= What is needed =
Set the data down again, exactly as it appears below.

>>>>>

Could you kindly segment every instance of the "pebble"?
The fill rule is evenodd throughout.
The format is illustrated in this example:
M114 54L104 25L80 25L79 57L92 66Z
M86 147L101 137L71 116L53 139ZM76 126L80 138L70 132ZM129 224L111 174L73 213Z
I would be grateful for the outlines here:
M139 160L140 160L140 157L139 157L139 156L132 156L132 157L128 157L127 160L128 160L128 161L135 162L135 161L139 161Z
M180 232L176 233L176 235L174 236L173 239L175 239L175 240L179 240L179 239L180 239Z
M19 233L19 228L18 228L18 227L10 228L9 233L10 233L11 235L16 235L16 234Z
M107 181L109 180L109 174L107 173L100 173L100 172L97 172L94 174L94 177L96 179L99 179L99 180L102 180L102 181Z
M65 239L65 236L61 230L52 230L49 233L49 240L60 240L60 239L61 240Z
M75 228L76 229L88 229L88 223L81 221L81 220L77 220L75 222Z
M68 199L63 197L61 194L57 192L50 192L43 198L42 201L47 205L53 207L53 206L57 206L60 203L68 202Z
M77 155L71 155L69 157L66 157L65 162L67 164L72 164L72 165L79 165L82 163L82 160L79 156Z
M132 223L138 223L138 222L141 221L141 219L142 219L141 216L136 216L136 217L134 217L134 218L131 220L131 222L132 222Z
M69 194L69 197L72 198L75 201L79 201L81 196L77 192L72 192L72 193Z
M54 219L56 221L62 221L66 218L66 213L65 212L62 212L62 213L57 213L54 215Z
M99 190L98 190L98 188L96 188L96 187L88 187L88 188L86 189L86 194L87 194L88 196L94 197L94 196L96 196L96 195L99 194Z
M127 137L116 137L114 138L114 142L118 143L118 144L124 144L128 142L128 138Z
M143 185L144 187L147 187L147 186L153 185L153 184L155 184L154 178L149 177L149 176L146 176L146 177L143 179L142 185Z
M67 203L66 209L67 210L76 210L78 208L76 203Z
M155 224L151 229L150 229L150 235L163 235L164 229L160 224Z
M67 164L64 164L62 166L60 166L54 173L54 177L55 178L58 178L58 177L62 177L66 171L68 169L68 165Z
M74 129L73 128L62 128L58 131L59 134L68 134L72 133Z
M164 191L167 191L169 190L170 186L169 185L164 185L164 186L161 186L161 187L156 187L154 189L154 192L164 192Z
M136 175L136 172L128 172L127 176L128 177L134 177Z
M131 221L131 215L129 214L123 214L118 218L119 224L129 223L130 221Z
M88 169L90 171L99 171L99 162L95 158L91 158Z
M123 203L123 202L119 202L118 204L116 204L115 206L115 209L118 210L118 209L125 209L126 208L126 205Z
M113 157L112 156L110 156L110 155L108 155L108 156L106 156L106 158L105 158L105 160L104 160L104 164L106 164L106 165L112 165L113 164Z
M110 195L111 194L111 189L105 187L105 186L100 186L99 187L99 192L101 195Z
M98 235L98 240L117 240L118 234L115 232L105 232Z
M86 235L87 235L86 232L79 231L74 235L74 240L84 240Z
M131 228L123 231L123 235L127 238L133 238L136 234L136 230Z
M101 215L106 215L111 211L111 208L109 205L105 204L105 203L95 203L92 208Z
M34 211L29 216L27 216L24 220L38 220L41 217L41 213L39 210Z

<<<<<

= Answer to this exercise =
Could you kindly segment every instance of the "pebble"?
The fill rule is evenodd throughout.
The format is illustrated in this example:
M114 54L104 25L80 25L79 57L92 66Z
M86 147L101 137L71 116L53 139ZM76 126L80 138L70 132ZM129 224L111 174L73 213Z
I would be grateful for the outlines here:
M139 160L140 160L140 157L139 157L139 156L132 156L132 157L128 157L127 160L128 160L128 161L135 162L135 161L139 161Z
M180 232L176 233L176 235L174 236L173 239L175 239L175 240L179 240L179 239L180 239Z
M19 233L19 228L18 228L18 227L10 228L9 233L10 233L11 235L16 235L16 234Z
M107 181L109 180L109 174L107 173L100 173L100 172L97 172L94 174L94 177L96 179L99 179L99 180L102 180L102 181Z
M65 239L65 236L61 230L52 230L49 233L49 240L60 240L60 239L61 240Z
M75 228L76 229L88 229L88 223L81 221L81 220L77 220L75 222Z
M68 199L63 197L61 194L57 192L50 192L43 198L42 201L47 205L53 207L53 206L57 206L60 203L68 202Z
M77 155L71 155L69 157L66 157L65 162L67 164L72 164L72 165L79 165L82 163L82 160L79 156Z
M132 223L138 223L138 222L141 221L141 219L142 219L141 216L136 216L136 217L134 217L134 218L131 220L131 222L132 222Z
M69 194L69 197L72 198L75 201L79 201L81 196L77 192L72 192L72 193Z
M54 219L56 221L62 221L66 218L66 213L65 212L62 212L62 213L57 213L54 215Z
M99 190L98 190L98 188L96 188L96 187L88 187L88 188L86 189L86 194L87 194L88 196L94 197L94 196L96 196L96 195L99 194Z
M127 137L116 137L114 138L114 142L118 143L118 144L124 144L128 142L128 138Z
M143 185L144 187L147 187L147 186L153 185L153 184L155 184L154 178L149 177L149 176L146 176L146 177L143 179L142 185Z
M67 203L66 209L67 210L76 210L78 208L76 203Z
M155 224L151 229L150 229L150 235L163 235L164 229L160 224Z
M67 164L64 164L62 166L60 166L54 173L54 177L55 178L58 178L58 177L62 177L66 171L68 169L68 165Z
M74 129L73 128L62 128L58 131L59 134L68 134L72 133Z
M164 191L167 191L169 190L170 186L169 185L164 185L164 186L161 186L161 187L156 187L154 189L154 192L164 192Z
M136 175L136 172L128 172L127 176L128 177L134 177Z
M131 221L131 215L129 214L123 214L118 218L119 224L129 223L130 221Z
M88 169L90 171L99 171L99 162L95 158L91 158Z
M123 203L123 202L119 202L118 204L116 204L115 206L115 209L118 210L118 209L125 209L126 208L126 205Z
M113 157L112 156L110 156L110 155L108 155L108 156L106 156L106 158L105 158L105 160L104 160L104 164L106 164L106 165L112 165L113 164Z
M110 195L111 194L111 189L105 187L105 186L100 186L99 187L99 192L101 195Z
M98 235L98 240L117 240L118 234L115 232L105 232Z
M86 235L87 235L86 232L79 231L74 235L74 240L84 240Z
M131 228L123 231L123 235L127 238L133 238L136 234L136 230Z
M101 215L106 215L111 211L111 208L109 205L105 204L105 203L95 203L92 208Z
M34 211L29 216L27 216L24 220L38 220L41 217L41 213L39 210Z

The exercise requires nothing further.